──────── Input rows

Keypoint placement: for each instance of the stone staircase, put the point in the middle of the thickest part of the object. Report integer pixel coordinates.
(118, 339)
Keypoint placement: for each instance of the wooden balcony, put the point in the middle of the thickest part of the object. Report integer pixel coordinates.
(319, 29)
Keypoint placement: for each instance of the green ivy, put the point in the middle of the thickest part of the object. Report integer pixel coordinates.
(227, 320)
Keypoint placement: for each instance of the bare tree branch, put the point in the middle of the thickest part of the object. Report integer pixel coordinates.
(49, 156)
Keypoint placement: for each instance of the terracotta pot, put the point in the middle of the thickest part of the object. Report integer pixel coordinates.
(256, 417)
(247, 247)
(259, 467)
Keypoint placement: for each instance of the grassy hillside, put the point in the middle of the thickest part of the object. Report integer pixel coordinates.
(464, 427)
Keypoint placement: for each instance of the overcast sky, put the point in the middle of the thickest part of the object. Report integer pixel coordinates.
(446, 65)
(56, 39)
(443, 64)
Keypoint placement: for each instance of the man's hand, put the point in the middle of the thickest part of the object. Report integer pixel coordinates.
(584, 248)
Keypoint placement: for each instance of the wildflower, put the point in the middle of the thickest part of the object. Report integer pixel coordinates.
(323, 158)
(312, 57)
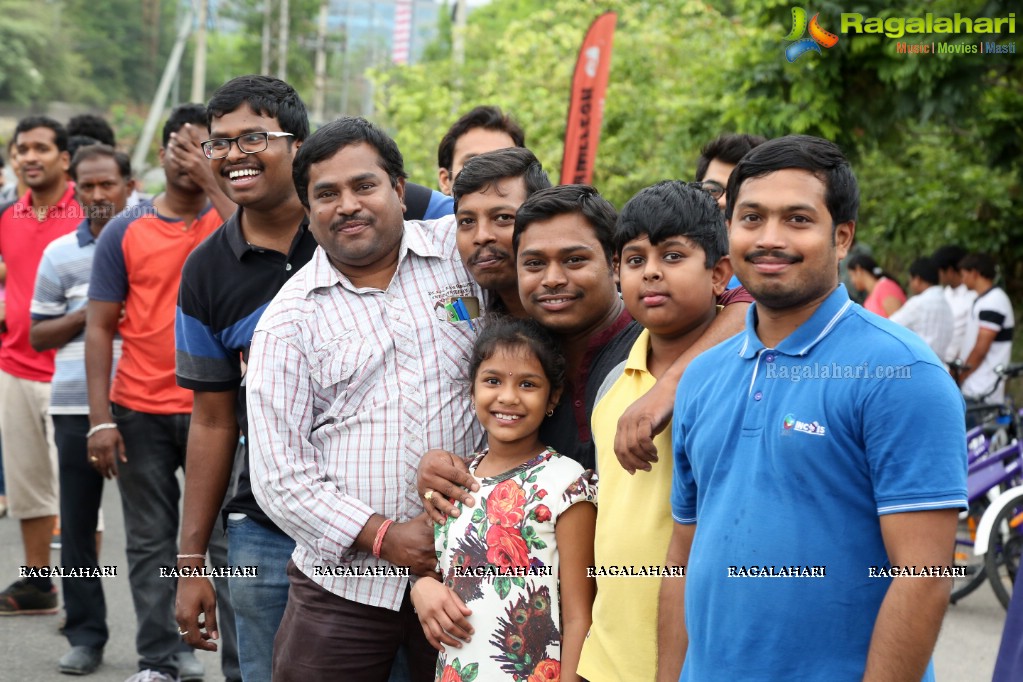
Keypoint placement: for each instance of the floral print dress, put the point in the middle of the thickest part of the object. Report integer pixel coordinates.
(500, 556)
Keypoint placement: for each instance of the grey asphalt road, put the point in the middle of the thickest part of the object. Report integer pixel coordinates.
(30, 646)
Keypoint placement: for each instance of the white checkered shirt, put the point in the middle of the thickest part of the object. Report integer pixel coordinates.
(347, 389)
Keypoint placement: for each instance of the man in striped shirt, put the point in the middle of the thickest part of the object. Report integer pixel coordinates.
(102, 181)
(353, 376)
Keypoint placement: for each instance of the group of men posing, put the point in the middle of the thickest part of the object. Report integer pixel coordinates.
(307, 323)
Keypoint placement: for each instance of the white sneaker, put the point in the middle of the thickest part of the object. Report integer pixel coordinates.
(151, 676)
(189, 667)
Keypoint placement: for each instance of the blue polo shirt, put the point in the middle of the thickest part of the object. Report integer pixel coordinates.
(785, 459)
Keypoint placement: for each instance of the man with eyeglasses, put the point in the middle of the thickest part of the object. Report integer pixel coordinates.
(139, 423)
(257, 125)
(717, 160)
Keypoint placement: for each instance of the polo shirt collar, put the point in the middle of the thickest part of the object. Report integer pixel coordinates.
(809, 333)
(84, 234)
(636, 362)
(236, 240)
(232, 232)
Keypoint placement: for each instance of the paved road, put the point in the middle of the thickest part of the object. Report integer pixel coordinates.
(30, 646)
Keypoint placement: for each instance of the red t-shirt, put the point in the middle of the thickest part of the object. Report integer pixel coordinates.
(23, 238)
(138, 262)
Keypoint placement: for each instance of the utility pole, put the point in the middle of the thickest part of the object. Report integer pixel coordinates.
(160, 99)
(319, 89)
(198, 66)
(282, 42)
(264, 67)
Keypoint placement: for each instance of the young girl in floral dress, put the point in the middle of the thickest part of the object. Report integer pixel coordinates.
(515, 602)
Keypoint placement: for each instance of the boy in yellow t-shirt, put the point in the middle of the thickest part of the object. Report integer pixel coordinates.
(672, 263)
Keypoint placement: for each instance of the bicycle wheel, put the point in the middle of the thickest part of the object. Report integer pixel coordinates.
(966, 536)
(1005, 547)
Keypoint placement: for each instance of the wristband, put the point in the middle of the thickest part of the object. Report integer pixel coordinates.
(379, 541)
(98, 427)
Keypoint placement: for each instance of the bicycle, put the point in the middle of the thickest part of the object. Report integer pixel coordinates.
(994, 463)
(1001, 541)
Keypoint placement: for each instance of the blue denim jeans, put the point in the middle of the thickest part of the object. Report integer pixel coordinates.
(259, 602)
(154, 447)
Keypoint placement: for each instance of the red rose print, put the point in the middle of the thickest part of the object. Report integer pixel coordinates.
(504, 505)
(547, 670)
(505, 548)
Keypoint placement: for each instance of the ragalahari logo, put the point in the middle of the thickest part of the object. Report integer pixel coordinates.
(818, 37)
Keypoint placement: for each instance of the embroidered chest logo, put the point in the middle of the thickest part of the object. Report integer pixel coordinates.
(791, 424)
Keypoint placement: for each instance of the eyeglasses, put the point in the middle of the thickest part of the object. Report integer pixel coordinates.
(715, 189)
(250, 143)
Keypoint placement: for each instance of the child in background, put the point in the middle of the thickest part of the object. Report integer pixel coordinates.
(516, 601)
(672, 249)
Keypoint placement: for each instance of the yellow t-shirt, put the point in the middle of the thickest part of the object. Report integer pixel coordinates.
(633, 529)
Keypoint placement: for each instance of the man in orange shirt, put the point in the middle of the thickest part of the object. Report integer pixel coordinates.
(139, 425)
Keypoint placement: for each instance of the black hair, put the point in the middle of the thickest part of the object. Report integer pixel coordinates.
(99, 150)
(565, 199)
(821, 157)
(727, 149)
(266, 96)
(483, 171)
(868, 264)
(948, 257)
(193, 114)
(76, 142)
(672, 209)
(504, 331)
(925, 269)
(982, 264)
(33, 122)
(92, 126)
(336, 135)
(490, 118)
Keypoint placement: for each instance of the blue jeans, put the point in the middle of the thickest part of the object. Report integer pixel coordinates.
(154, 446)
(259, 602)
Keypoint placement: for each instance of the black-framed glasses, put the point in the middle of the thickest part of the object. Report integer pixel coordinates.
(712, 187)
(250, 143)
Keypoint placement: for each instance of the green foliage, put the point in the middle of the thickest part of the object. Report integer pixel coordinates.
(936, 140)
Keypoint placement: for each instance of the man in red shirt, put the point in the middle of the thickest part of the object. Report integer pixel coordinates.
(46, 212)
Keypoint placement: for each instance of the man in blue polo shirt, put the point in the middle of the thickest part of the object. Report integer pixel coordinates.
(808, 470)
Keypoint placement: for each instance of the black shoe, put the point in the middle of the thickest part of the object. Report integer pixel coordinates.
(81, 661)
(23, 598)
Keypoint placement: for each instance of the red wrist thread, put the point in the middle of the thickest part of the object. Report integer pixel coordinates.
(379, 541)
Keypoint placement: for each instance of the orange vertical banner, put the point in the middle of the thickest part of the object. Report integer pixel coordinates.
(589, 84)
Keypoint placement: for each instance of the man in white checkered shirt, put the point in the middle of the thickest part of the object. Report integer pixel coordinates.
(354, 373)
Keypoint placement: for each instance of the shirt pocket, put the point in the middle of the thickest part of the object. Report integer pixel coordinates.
(454, 348)
(340, 369)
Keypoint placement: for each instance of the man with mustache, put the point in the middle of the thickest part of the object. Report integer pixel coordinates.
(46, 212)
(102, 183)
(139, 424)
(352, 376)
(492, 191)
(812, 503)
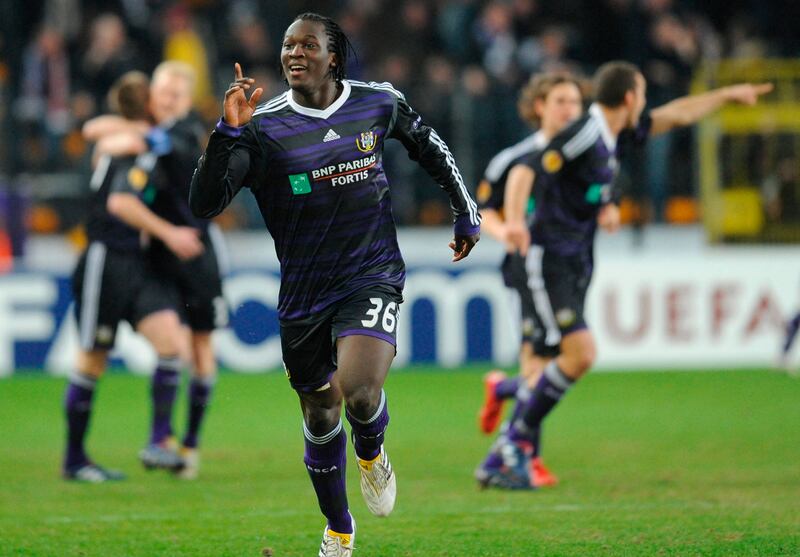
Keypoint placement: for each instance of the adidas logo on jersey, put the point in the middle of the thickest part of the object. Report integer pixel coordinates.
(330, 136)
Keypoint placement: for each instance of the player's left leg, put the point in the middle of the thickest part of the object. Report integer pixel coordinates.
(203, 378)
(363, 365)
(326, 460)
(164, 331)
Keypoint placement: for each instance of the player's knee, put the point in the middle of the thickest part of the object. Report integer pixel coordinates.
(320, 421)
(93, 362)
(362, 402)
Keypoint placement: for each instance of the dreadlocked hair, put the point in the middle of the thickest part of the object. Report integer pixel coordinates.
(338, 43)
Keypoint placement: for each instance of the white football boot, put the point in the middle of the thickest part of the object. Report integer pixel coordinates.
(378, 483)
(335, 544)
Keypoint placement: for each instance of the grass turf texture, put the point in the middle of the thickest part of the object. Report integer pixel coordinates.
(650, 464)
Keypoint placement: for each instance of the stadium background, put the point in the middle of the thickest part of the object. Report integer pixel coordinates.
(732, 180)
(703, 276)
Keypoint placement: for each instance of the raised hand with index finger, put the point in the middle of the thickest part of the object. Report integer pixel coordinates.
(237, 108)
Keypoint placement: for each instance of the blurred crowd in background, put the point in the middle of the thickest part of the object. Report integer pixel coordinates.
(459, 62)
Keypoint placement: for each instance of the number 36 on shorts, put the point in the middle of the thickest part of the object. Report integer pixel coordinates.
(385, 314)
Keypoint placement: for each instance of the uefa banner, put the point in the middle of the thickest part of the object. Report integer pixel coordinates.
(649, 309)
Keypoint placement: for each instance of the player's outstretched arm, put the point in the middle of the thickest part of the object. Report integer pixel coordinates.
(493, 224)
(426, 147)
(222, 169)
(519, 185)
(685, 111)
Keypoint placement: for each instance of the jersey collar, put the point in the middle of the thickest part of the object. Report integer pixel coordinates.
(326, 113)
(605, 131)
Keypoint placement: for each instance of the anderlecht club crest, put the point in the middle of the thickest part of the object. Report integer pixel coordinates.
(366, 141)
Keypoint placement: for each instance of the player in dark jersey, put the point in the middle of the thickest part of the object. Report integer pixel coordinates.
(179, 137)
(573, 194)
(549, 102)
(113, 281)
(312, 157)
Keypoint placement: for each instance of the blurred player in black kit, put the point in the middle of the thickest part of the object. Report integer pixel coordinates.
(312, 157)
(179, 137)
(549, 102)
(115, 281)
(571, 181)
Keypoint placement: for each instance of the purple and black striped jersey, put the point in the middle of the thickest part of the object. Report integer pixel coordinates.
(574, 178)
(492, 188)
(319, 181)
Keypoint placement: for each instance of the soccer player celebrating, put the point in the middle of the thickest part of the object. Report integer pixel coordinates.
(573, 194)
(114, 281)
(549, 101)
(312, 157)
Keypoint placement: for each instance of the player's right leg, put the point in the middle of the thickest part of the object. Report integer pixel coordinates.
(78, 409)
(100, 302)
(310, 364)
(363, 365)
(163, 329)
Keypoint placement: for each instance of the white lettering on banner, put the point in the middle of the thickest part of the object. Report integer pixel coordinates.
(26, 302)
(654, 313)
(231, 351)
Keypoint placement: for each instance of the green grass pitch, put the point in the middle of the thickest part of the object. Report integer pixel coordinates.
(650, 463)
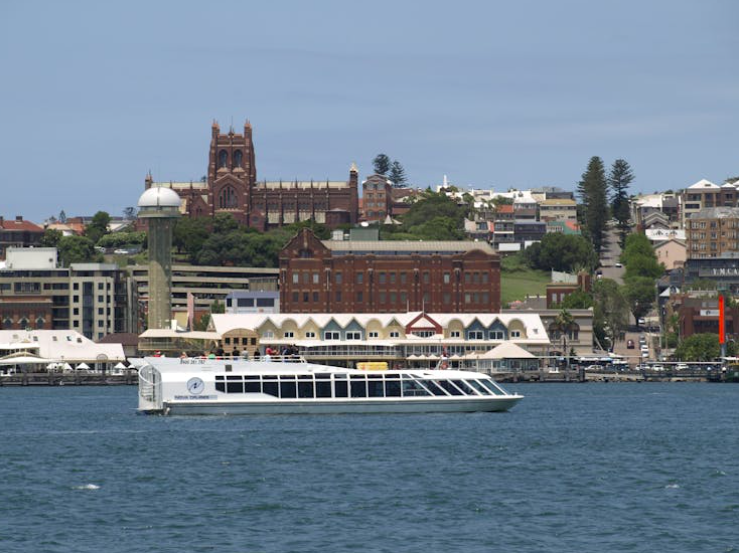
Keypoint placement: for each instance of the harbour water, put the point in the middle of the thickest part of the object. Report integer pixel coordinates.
(592, 467)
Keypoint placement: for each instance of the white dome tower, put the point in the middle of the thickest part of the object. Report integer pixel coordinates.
(160, 206)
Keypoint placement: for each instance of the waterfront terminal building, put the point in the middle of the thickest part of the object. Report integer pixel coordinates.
(408, 339)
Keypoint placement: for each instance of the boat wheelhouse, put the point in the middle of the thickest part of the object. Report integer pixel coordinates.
(290, 385)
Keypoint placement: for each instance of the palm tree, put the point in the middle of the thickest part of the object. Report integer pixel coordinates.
(565, 323)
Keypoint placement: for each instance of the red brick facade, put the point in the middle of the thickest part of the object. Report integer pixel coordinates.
(232, 187)
(346, 277)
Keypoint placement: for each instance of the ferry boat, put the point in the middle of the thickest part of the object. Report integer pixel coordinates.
(202, 386)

────────────────

### Given request
Swap "ferry boat" for "passenger ferry" in the lines of the data starting with the line with "Keypoint placement: for each instance of the ferry" and going on through the end of the data, and give back only those lines with nothing else changed.

### In response
Keypoint placement: for each instance of the passenger ferry, put the point in the middle of the thickest part of the object. Report integer pixel coordinates.
(202, 386)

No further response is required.